### Action item
Lift out, unaltered, the lines of the material below between the line holding "hey friend, do me a solid and find the banana" and the line holding "hey friend, do me a solid and find the white blooming", counting both.

### Information supplied
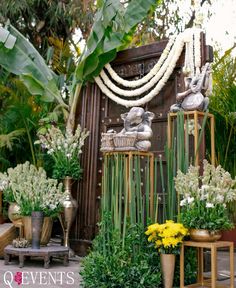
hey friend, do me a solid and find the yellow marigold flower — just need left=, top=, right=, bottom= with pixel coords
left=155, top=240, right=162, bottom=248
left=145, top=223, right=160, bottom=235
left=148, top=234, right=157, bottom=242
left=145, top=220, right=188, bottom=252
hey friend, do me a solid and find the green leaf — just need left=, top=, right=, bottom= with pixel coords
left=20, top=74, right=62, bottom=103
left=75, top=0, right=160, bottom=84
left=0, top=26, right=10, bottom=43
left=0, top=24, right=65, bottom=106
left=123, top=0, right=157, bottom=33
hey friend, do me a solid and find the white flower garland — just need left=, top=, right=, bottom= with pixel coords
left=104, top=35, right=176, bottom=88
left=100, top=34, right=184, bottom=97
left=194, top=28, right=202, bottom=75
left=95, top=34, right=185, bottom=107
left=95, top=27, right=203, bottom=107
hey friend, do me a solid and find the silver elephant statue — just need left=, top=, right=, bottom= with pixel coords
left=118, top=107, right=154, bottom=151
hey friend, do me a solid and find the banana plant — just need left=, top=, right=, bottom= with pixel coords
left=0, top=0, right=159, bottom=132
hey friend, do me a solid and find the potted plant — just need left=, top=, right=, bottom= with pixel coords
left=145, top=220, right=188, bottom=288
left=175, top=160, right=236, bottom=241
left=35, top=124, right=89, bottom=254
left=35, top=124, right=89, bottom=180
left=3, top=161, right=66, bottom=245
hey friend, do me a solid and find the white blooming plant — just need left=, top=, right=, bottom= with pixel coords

--

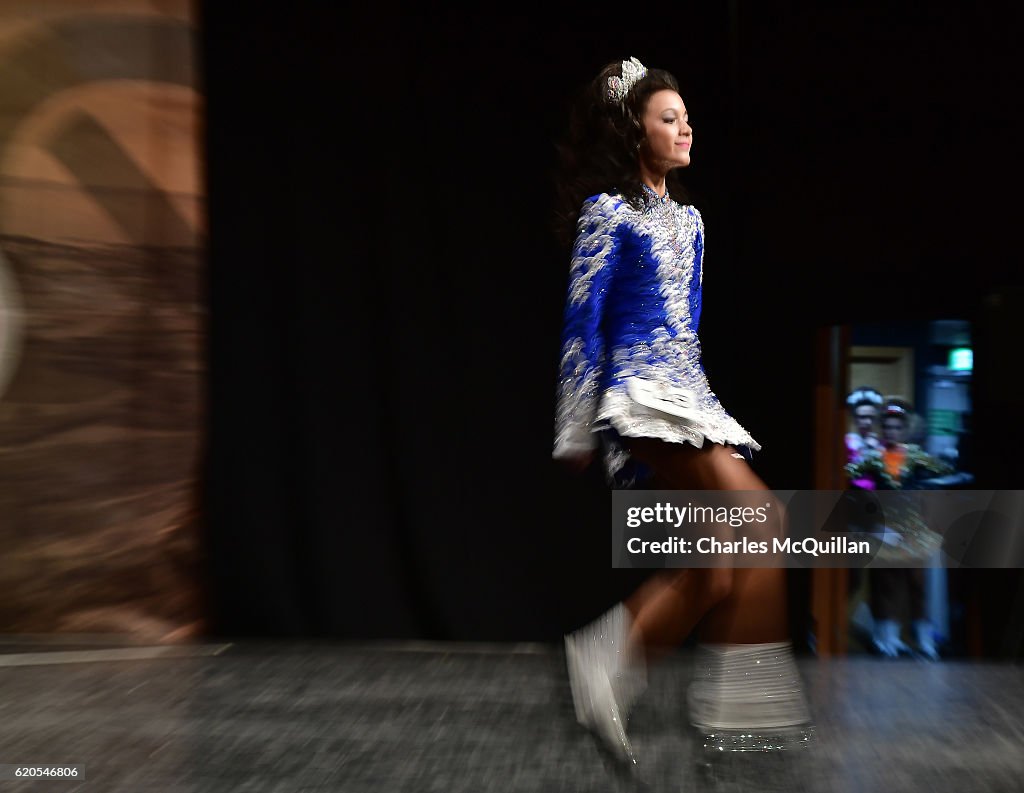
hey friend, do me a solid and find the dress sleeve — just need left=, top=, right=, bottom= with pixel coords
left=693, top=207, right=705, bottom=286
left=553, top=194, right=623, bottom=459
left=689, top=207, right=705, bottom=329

### Exercise answer
hey friend, do me a solid and find the banana plant — just need left=, top=, right=, bottom= with pixel coords
left=0, top=0, right=159, bottom=132
hey friend, do me a solid and find the potted plant — just need left=, top=, right=, bottom= with pixel coords
left=145, top=220, right=188, bottom=288
left=175, top=160, right=236, bottom=241
left=35, top=124, right=89, bottom=254
left=35, top=124, right=89, bottom=180
left=3, top=161, right=66, bottom=245
hey friend, do me a solid and find the white blooming plant — just need left=, top=, right=, bottom= with pixel coords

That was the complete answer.